• _What the exercise asks_
Answer these questions using the text about adoption records:
(a) At what age did Michael Juman die, and what caused his death?
(b) Which states currently give adoptees who have reached the legal age access to their birth certificates?
(c) In which state does the writer's dad live?

In 1991, the Juman family filed suit against Louise Wise for fraud and wrongful adoption. It's disturbing to read that Michael Juman's severe schizophrenia led to his early demise -- in 1994, he died from an accidental medication overdose at the age of twentynine.
Two years later, the court ordered Louise Wise to provide Michael's family with his file. It showed that his birth mother met his birth father, who was also schizophrenic, at a mental hospital. Unlike most people, adoptees have two birth certificates. One is issued at the time of their birth and lists their birth parents' names. A second birth certificate, which is issued at the time of their adoption, lists their adoptive parents' names. Only a handful of states (Alabama, Alaska, Kansas, Oregon, and New Hampshire) currently provide adoptees who have reached the legal age access to their birth certificates. In the rest of America, an adoptee who would like the original birth certificate must petition the court and plead extenuating circumstances; petitions are rarely granted.
Before the 1930s original birth certificates were available to adoptees and both sets of parents. But, in an effort to deter biological parents from interfering with adoptions during the postwar adoption boom, most states sealed the records. In doing so, they also denied adoptees access to their original birth certificates. If I manage to locate my original birth certificate, which is supposedly numbered the same as the one I received at the time of my adoption, would my twin's certificate be filed just one page away? When I had applied for French citizenship last year, the certified birth certificate I'd requested from the city's vital records department to accompany the application listed the hospital's name, along with the hour of my birth, a fact I had never previously known. Seeing my mother Lynn's swirled script on the birth certificate had been a surprise. I felt comforted seeing her name on the official document, as if she were accompanying me on my quest for a new nationality. Her death at thirty-three had circuitously led me to discover the truth about my twin. I long to share this revelation with her, my real mother. If only there were a registry that could reunite me with her.
When she had written me, the director of postadoption services at Louise Wise had enclosed a sibling registration form to send in to the New York State Registry, where I had made my initial request. As she provided me with no other feasible lead, I decide to begin there, though I realize that the chance of a reunion is nearly zero unless my twin somehow also knows of my existence. Perhaps, I think, the agency can do no more than hint and they know that my twin, also looking for her birth parents, has registered. My mind is racing. Is it possible that my birth mother kept my twin and only abandoned me? Why were we separated?
As elation is overtaken by confusion, I call my dad in Oklahoma. Though we live thousands of miles apart and have differing ideas, especially about how to handle my nephew, we share a mutual respect. I find it unlikely that he would have known the truth all along without revealing it to me, but I have to be sure.
"Hello?" By chance, I catch him at a rare moment when he is not busy at work.
"Dad, I got a letter from Louise Wise."

• _Information supplied_

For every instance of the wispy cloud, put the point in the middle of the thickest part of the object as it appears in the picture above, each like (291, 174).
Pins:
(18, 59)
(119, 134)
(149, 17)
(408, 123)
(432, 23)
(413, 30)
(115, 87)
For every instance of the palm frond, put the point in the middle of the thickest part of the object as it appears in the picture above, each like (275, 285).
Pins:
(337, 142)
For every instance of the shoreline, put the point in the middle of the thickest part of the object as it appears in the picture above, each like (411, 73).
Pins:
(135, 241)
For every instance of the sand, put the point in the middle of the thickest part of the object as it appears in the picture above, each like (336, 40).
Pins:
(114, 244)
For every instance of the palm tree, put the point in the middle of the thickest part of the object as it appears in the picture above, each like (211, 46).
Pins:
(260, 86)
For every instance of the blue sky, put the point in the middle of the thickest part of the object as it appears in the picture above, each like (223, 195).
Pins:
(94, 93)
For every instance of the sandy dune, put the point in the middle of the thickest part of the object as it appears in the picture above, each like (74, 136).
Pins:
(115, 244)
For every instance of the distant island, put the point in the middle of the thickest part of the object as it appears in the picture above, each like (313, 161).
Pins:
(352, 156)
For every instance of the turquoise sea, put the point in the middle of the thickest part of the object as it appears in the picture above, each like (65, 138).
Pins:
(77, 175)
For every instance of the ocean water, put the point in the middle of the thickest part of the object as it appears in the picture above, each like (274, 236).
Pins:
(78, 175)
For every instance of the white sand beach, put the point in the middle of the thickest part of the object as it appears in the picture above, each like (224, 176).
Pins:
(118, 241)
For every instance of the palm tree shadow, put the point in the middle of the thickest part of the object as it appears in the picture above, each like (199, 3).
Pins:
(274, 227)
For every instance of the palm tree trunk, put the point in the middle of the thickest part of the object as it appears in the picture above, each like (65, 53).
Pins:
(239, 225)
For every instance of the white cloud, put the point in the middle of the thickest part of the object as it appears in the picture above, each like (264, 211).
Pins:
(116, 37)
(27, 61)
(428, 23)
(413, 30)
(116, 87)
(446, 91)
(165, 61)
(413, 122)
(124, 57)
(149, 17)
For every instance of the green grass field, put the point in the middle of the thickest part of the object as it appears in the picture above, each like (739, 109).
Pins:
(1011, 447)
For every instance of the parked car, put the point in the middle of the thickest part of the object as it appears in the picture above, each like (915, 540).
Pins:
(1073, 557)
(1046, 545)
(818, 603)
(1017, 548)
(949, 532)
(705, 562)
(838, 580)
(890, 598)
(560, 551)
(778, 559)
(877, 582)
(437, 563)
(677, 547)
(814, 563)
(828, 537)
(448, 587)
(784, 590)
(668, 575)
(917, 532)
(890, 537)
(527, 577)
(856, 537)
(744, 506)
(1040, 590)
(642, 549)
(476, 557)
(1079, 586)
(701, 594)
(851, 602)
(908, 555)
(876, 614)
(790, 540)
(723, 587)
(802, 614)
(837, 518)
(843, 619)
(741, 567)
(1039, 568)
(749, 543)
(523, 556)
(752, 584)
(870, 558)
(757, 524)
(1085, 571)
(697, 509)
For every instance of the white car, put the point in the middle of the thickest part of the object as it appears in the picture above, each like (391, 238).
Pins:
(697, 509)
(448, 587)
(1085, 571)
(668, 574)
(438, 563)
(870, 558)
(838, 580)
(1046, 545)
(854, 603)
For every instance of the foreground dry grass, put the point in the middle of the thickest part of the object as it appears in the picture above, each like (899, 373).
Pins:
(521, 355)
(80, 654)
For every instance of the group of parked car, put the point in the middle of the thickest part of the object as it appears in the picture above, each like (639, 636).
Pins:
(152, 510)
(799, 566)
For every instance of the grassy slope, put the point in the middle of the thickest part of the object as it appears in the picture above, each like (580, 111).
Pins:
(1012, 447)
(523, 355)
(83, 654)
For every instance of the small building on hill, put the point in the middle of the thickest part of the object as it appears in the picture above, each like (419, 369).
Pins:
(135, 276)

• _Response_
(a) Michael Juman died at twenty-nine from an accidental medication overdose.
(b) Alabama, Alaska, Kansas, Oregon, and New Hampshire.
(c) Oklahoma.